:: Document excerpt

EGU General Assembly 2023
© Author(s) 2023. This work is distributed under
the Creative Commons Attribution 4.0 License.

The evidence and global extent of alternative stable states in forest leaf phenology

Yibiao Zou1, Constantin Zohner1, Colin Averill1, Haozhi Ma1, Julian Merder2, Miguel Berdugo1, Lalasia Bialic-Murphy1, Lidong Mo1, and Thomas Crowther1
Yibiao Zou et al.
  • 1Institute of Integrative Biology, ETH Zurich, Switzerland (
  • 2Department of Global Ecology, Carnegie Institution for Science, Stanford, CA, United States

Whether forests are composed of evergreen or deciduous species largely affects biogeochemical cycles and the functioning, structure and biodiversity of ecosystems. These leaf phenology types may be self-promoted through positive plant-soil feedbacks, which may shift the distribution of forest types towards alternative stable states. However, we still lack empirical evidence of phenological alternative stable states and a spatial understanding of where they might be present. Here, we test the presence of alternative stable states using forest inventory data at the continental (North America and Europe) and global scale. We show that the distribution of forest leaf phenology types is bimodal, and demonstrate the presence of positive feedbacks in recruitment, growth and mortality. Data-driven simulations show that the observed positive feedbacks are sufficient and necessary to produce the alternative stable states, which also lead to hysteresis during ecosystem transition. Spatial random forest models further reveal hotspots of alternative stable states in evergreen-deciduous ecotones and the poleward range limit of forests, which appear largely driven by soil feedbacks. Given the close connection between forest leaf phenology and ecosystem biogeochemical processes, our insights on evergreen vs. deciduous alternative stable states inform our understanding of the distribution of forest biomes, allowing more accurate quantification of carbon turnover and terrestrial climate feedbacks.

How to cite: Zou, Y., Zohner, C., Averill, C., Ma, H., Merder, J., Berdugo, M., Bialic-Murphy, L., Mo, L., and Crowther, T.: The evidence and global extent of alternative stable states in forest leaf phenology, EGU General Assembly 2023, Vienna, Austria, 24–28 Apr 2023, EGU23-1310,, 2023.

::::
:: Data supplied

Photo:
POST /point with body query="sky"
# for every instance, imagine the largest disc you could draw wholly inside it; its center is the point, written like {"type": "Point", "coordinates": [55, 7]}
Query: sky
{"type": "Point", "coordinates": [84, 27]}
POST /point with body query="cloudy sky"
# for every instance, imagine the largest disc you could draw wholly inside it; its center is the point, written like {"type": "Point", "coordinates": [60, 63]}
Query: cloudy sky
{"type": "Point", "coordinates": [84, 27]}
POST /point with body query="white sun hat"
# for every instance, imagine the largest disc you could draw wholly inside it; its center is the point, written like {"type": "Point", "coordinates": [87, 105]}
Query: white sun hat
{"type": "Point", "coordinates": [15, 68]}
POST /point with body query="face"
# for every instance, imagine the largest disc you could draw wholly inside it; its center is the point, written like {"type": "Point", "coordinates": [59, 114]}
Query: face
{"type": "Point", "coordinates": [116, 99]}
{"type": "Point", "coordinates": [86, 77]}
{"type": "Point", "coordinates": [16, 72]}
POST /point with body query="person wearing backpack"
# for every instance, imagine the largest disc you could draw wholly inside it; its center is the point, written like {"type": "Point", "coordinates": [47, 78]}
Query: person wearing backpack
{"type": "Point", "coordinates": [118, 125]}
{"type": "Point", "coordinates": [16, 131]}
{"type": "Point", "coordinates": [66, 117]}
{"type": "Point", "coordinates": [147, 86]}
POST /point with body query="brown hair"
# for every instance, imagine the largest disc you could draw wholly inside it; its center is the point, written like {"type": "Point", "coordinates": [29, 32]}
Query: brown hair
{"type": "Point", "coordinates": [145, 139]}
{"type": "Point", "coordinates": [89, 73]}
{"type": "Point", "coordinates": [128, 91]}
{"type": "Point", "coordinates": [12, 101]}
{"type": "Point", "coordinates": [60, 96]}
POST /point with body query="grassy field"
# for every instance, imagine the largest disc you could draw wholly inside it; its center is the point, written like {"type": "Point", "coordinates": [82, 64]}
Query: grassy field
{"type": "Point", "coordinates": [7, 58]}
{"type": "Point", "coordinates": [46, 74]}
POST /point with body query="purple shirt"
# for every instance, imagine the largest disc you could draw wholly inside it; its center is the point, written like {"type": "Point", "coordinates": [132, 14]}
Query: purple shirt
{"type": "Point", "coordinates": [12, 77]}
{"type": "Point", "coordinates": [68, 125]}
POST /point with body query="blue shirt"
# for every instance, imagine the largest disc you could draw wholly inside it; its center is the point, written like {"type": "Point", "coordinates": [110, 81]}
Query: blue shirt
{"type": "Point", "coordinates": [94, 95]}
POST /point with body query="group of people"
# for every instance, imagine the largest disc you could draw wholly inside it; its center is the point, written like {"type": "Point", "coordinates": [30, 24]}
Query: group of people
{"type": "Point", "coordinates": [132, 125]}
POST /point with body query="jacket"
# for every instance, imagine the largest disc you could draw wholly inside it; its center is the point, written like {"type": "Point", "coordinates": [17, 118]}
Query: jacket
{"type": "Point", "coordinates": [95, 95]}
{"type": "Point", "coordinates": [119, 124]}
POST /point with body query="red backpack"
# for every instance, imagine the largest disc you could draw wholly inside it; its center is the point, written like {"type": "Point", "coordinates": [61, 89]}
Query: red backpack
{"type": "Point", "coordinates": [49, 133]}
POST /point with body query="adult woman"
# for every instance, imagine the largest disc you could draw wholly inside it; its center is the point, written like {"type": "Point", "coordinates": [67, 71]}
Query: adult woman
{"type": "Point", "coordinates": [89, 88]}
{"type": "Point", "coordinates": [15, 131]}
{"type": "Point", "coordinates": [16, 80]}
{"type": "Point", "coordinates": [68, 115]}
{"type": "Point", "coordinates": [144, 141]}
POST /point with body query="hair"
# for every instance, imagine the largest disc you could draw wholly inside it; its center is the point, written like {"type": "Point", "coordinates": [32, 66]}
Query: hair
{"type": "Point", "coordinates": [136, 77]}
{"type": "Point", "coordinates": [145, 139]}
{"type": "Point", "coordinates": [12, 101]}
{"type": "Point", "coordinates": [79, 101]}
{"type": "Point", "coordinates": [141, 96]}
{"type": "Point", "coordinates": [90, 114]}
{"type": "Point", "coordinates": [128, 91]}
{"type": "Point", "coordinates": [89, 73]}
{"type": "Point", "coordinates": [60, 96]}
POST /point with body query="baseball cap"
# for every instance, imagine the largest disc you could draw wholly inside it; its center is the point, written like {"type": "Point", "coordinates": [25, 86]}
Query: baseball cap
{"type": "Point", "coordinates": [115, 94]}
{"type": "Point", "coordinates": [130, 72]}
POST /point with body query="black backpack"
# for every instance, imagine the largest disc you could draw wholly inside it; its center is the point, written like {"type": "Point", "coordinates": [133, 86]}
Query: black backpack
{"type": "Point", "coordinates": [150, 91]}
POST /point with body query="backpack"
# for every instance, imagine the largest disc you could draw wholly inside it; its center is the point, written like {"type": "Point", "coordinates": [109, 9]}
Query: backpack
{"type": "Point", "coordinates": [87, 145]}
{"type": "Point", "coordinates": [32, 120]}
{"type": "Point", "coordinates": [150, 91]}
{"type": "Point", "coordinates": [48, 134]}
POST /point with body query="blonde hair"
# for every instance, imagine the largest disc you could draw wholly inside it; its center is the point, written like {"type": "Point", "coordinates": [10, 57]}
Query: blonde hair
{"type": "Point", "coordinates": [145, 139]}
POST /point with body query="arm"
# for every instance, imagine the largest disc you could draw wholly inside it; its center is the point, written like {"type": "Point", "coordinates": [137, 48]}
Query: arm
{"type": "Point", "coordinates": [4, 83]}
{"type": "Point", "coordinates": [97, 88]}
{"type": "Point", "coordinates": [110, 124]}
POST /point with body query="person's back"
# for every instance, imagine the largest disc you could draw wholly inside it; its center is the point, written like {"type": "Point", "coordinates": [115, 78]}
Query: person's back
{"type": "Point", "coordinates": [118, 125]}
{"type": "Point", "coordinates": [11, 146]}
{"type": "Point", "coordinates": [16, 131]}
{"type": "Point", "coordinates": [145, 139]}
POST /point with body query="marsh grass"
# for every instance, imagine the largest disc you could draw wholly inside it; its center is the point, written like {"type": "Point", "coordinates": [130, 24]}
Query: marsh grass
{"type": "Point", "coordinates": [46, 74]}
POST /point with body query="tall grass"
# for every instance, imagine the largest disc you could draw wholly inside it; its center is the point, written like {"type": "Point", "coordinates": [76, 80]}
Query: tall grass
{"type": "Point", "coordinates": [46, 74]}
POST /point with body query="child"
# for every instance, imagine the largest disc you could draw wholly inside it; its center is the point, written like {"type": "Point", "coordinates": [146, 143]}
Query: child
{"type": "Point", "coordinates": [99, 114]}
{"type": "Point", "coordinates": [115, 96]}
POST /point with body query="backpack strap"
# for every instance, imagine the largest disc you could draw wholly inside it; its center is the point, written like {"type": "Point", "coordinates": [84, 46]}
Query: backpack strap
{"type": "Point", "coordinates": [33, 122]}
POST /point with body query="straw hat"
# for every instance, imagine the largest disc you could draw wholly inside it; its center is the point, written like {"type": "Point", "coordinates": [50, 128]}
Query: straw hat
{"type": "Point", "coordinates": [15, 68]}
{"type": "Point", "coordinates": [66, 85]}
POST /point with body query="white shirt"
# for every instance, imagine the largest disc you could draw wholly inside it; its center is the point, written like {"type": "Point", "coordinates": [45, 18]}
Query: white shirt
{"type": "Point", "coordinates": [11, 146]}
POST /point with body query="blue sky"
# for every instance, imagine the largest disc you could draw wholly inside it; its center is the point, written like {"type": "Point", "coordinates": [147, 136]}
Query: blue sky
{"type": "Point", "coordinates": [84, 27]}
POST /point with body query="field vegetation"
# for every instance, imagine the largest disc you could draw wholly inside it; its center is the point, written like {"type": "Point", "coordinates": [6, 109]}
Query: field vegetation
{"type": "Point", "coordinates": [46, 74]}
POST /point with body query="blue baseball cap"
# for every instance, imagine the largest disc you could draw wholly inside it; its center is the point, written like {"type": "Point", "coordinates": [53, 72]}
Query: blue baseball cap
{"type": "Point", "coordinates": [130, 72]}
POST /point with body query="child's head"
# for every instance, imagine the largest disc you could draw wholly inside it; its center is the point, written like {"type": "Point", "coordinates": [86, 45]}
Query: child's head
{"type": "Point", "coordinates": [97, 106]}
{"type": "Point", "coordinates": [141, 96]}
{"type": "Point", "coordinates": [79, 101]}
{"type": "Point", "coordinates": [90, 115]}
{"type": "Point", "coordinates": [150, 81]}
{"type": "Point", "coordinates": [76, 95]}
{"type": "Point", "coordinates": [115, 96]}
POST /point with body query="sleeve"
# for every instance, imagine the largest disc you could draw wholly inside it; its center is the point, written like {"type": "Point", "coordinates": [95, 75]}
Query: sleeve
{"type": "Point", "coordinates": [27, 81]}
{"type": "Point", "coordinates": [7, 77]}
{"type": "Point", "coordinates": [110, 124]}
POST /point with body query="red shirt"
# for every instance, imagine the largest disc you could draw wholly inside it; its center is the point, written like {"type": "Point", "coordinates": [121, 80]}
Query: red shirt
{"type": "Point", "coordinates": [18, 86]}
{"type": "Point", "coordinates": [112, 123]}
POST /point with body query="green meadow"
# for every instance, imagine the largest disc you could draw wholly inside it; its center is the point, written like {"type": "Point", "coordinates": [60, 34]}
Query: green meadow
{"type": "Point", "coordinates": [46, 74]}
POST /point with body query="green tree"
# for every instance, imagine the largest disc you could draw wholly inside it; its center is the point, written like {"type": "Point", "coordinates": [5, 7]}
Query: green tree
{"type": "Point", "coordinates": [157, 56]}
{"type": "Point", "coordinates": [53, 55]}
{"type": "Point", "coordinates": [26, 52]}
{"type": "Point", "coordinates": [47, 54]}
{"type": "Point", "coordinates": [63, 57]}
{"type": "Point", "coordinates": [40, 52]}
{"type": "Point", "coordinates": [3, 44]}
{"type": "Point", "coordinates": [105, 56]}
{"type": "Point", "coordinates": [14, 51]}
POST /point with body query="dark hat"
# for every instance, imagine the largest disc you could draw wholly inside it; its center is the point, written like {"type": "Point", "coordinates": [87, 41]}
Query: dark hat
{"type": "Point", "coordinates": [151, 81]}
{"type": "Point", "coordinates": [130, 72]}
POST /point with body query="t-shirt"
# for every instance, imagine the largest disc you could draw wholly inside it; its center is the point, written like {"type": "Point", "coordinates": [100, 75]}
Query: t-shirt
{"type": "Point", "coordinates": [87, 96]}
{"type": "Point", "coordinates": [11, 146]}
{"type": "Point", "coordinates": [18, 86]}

::::

* Things to do:
1) In the abstract on forest leaf phenology, where do the spatial random forest models reveal hotspots of alternative stable states?
2) Translate this sentence from the abstract on forest leaf phenology into Spanish: "However, we still lack empirical evidence of phenological alternative stable states and a spatial understanding of where they might be present."
3) Please write out the abstract on forest leaf phenology from "Yibiao Zou1, Constantin" to "Yibiao Zou et al.", with nothing changed.

* Responses to the tasks:
1) In evergreen-deciduous ecotones and at the poleward range limit of forests.

2) Sin embargo, todavía carecemos de evidencia empírica de estados estables alternativos fenológicos y de una comprensión espacial de dónde podrían estar presentes.

3)
Yibiao Zou1, Constantin Zohner1, Colin Averill1, Haozhi Ma1, Julian Merder2, Miguel Berdugo1, Lalasia Bialic-Murphy1, Lidong Mo1, and Thomas Crowther1
Yibiao Zou et al.